## Aim of the task
Resume the excerpt on the development of flamenco song forms, picking up right after its final sentence.

## Selected excerpt
Likewise, thousands of Andalucian farmers emigrated to mining towns in Murcia, especially those from the eastern part of the region. This is where tarantos and tarantas evolved. The Linares Taranta evolved into the minera de la Unión, cartagenera and levantica. In the period of the café cantante, a venue where these forms were performed, some of the songs separated from the dances and took on a freer beat, allowing the singers to display their art. A driving force behind this process was Antonio Chacón, who developed refined forms of malagueñas, granaínas and cantes mineros.

El cantaor Juan Debel retratado por el fotógrafo Alberto Romo

Stylizing of the romance (a combination of different flamenco lyrics and styles) and string sheets gave rise to the corrido (ballad). The 4 or 3 verse romances lead to the primitive tonás, the caña and polo, which share the same meter and melody, but have different renditions. The guitar accompaniment lent them a beat or rhythm that made them danceable. Their origin is believed to be in Ronda, a town in High Andalucia but close to Low Andalucia and very interrelated with it. From there, it was easy to reach Triana, a neighborhood in Seville with a long tradition of corridos, where the form was transformed into soleá. The jaleos emerged in Triana from the festive interpretation of corridos and soleares, transported to Extremadura. In Jerez and Utrera they evolved into bulerías, and these spread all over Low Andalucia, generating local varieties.

Point annotation dataset listing:
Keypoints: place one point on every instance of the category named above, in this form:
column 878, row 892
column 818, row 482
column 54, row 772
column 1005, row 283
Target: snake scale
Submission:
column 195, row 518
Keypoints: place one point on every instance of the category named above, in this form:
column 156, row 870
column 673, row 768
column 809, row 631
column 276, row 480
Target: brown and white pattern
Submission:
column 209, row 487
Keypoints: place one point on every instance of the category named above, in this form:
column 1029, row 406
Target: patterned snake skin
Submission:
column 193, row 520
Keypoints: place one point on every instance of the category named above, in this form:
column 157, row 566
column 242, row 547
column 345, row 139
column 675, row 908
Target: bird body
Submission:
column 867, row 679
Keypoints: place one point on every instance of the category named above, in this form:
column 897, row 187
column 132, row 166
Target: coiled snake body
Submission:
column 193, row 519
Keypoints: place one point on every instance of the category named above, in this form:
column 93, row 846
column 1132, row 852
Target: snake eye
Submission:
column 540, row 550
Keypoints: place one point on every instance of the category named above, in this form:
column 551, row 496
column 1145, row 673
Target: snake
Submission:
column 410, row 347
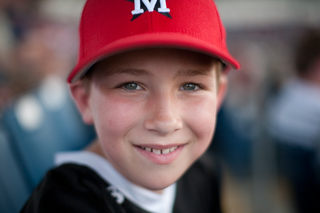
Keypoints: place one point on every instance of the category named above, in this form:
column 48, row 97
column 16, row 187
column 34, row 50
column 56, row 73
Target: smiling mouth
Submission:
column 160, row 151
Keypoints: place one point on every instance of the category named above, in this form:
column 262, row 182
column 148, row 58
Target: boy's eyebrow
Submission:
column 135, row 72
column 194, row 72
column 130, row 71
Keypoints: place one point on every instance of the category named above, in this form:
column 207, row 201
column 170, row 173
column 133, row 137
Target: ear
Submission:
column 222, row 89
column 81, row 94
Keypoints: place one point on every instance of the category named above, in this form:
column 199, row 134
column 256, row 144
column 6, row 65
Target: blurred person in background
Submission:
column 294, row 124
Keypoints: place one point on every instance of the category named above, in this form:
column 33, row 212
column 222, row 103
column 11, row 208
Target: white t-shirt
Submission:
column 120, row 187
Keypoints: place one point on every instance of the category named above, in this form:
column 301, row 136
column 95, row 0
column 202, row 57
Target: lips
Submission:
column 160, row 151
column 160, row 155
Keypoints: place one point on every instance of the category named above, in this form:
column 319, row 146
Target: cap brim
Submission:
--
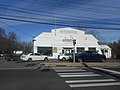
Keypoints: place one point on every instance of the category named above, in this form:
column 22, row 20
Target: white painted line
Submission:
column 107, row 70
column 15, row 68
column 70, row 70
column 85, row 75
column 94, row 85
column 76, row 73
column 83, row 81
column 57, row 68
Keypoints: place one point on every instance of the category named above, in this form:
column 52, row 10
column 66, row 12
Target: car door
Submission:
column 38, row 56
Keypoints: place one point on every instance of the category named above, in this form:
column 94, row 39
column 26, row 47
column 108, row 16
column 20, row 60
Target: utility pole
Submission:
--
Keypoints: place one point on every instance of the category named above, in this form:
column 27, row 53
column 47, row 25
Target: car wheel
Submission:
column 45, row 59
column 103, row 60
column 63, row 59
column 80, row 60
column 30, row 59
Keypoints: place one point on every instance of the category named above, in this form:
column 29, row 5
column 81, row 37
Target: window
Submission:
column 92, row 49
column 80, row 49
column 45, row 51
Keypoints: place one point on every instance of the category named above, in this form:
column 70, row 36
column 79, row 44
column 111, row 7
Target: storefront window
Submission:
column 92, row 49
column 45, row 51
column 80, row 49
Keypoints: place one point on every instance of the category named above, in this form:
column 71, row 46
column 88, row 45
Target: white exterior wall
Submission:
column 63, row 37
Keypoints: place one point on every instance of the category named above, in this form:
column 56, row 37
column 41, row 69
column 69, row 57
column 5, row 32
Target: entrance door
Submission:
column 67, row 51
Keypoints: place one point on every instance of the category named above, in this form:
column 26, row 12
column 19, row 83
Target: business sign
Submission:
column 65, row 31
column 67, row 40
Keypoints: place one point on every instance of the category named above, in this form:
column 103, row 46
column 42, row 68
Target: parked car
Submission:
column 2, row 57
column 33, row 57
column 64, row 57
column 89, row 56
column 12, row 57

## Solved problem
Tangos and tientos sprang up in the great Andalucian ports of Cádiz, Málaga and Sevilla, and were to have a wide-ranging impact on Afroamerican music. Cádiz also gave rise to cantinas, the principal form of which was the alegría.

Some of the popular Andalucian tunes, such as the pregones, nanas and campesinos cantos de trilla, follow the same meter as the flamenco seguidillas. They, in turn, gave birth to the liviana and the serrana, which is a melodramatic, virtuoso form of the liviana: in fact, they are generally performed together. This group of rhythms also includes the alboreá and the antigua playera, imbued with the melody of the tonás and leading to the siguiriya, which incorporated guitar accompaniment.

Palos (Musical forms)

Palos are “each of the traditional varieties of flamenco cante.” The basic flamenco palos are:

  • Alegrías: These constitute the flamenco style that most exactly expresses the sentiments of the environment around Cádiz.
  • Bulerías: They are celebratory styles, with a rapid and double rhythm, which is more suited than other forms to cheering and clapping. It is the dance that usually rounds off a flamenco celebration, and in which the dancers, usually one by one, go to the center of a semicircle and dance part of the musical piece.
  • Fandangos: From the beginning of the XIX century, flamenco adopted features of the Andalusian fandangos, thus giving rise to the so-clalled “flamenco-style fandangos,” which today are considered one of the fundamental flamenco forms.
  • Tangos: Tangos are considered one of the basic flamenco styles, and there are several different kinds.
  • Sevillanas: This form of dance and song is typical of Seville. The dance is one of the most popular and well-known in Spain. It is usually danced by couples, to the sound of the four verses into which it is divided.

El toque (Flamenco guitar)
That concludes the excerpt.